YOUR GOAL
Please rewrite the records from their start through the line containing "positive clicks: (473, 202)", changing "rough mask" to "coarse mask" and keeping everything else the same.

INFORMATION
● ● ● ●
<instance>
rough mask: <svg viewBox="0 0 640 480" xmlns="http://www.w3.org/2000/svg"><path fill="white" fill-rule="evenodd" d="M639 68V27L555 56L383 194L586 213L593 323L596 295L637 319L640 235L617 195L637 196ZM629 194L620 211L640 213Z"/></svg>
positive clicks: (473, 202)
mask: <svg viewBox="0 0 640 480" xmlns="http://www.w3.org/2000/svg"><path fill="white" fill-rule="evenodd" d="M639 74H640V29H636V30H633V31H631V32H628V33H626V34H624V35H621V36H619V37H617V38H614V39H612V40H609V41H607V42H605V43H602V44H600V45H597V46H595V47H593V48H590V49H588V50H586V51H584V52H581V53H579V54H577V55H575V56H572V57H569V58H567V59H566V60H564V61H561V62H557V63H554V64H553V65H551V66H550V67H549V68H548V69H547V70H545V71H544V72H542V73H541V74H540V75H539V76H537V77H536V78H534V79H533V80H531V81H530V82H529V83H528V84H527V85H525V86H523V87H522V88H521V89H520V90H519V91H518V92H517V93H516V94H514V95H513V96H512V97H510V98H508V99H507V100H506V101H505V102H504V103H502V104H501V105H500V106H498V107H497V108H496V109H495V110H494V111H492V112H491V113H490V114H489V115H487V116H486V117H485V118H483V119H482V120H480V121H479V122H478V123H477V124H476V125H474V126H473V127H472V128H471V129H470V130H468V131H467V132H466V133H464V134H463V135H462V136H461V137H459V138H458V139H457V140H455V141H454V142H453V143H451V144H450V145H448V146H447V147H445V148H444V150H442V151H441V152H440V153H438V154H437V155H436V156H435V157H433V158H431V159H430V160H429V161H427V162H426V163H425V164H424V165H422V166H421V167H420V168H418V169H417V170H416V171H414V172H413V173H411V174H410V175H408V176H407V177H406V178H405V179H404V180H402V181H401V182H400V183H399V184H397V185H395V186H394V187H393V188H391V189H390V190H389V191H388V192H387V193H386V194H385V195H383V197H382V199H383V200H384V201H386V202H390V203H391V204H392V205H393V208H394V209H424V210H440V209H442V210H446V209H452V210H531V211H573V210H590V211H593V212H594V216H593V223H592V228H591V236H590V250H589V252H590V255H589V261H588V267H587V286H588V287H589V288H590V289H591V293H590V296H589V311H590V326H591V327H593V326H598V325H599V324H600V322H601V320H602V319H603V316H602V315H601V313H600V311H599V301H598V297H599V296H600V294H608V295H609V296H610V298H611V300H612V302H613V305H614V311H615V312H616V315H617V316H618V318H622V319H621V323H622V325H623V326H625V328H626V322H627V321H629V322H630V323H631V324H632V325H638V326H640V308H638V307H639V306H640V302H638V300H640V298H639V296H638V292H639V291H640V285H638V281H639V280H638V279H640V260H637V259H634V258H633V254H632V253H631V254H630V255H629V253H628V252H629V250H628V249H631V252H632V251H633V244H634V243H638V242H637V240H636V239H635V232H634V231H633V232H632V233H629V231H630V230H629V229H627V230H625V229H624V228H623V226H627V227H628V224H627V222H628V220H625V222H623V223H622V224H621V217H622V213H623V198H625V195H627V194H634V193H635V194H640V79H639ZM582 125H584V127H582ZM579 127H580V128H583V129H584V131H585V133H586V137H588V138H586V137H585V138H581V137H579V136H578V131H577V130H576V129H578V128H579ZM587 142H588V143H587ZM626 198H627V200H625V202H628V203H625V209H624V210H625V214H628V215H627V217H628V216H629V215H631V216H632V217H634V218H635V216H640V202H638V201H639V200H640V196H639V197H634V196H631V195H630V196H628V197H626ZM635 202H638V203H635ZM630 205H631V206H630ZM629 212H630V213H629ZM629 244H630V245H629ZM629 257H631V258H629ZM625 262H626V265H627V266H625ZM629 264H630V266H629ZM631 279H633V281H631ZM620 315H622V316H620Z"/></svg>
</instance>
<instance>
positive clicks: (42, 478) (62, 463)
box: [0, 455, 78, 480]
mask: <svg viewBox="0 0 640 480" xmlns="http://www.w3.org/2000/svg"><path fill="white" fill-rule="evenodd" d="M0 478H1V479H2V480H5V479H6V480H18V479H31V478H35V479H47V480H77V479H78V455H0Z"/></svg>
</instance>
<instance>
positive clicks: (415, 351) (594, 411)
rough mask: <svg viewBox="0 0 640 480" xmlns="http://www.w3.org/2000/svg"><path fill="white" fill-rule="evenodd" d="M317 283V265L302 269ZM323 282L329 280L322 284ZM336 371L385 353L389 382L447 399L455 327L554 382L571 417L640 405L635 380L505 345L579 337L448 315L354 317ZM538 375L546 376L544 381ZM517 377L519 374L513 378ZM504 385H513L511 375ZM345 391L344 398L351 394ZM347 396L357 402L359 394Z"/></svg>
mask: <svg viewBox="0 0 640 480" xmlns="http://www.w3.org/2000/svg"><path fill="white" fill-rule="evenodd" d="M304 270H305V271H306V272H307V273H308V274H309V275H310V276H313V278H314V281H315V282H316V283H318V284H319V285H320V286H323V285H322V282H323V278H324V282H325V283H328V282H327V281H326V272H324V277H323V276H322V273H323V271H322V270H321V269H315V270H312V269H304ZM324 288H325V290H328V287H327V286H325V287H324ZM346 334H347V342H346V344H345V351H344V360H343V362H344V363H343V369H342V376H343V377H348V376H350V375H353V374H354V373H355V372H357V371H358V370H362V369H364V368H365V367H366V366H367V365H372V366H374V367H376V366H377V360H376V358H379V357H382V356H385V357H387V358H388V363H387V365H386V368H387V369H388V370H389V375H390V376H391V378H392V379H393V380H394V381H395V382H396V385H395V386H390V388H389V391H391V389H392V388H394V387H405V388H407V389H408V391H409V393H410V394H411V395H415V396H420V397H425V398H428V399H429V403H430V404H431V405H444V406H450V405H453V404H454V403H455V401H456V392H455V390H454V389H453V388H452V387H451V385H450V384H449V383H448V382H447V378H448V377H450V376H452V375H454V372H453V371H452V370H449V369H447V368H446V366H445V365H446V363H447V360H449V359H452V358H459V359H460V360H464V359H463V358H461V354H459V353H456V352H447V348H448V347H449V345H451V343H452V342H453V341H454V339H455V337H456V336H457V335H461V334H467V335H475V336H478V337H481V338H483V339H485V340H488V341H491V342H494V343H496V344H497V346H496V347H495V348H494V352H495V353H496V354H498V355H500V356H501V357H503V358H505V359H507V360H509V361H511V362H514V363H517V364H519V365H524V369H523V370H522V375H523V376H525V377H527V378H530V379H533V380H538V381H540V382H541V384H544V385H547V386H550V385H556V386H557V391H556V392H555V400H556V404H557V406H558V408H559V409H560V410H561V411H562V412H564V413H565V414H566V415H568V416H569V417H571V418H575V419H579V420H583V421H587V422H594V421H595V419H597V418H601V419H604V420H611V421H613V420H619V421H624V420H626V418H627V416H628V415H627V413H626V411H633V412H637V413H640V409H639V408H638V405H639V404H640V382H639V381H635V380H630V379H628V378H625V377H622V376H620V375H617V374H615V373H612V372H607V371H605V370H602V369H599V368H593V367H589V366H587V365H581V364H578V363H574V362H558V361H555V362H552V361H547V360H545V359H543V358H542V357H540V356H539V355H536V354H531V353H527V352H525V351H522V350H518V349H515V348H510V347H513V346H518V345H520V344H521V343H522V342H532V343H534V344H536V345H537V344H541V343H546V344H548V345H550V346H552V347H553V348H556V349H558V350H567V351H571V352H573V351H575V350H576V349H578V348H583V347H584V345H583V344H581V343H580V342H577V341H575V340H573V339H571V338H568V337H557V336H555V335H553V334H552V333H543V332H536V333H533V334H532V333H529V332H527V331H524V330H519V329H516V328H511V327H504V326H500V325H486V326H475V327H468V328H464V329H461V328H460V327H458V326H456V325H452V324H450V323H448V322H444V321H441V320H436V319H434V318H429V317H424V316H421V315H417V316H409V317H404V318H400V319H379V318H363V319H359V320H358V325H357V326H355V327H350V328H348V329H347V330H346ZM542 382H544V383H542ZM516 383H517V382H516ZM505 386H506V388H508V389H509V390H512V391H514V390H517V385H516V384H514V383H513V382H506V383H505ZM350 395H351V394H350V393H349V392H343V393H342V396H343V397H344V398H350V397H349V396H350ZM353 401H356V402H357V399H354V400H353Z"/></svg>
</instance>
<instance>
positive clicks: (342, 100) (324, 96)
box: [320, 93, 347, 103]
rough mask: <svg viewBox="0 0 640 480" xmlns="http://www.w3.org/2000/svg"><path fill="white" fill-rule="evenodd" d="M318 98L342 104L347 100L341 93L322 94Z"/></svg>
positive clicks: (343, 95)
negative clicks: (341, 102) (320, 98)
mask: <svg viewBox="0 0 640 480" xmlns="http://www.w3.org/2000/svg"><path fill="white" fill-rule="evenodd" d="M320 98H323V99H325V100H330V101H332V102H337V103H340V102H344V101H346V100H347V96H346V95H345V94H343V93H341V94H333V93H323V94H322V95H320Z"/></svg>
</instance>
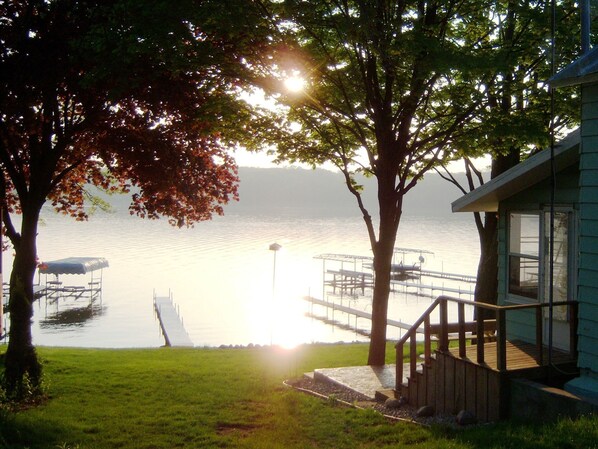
● ● ● ●
TASK RESPONSE
<instance>
coarse mask: <svg viewBox="0 0 640 480" xmlns="http://www.w3.org/2000/svg"><path fill="white" fill-rule="evenodd" d="M639 68V27L555 56L383 194L586 213L593 323L596 295L637 319L640 235L617 195L637 196ZM629 194L620 211L640 213Z"/></svg>
positive clicks: (473, 202)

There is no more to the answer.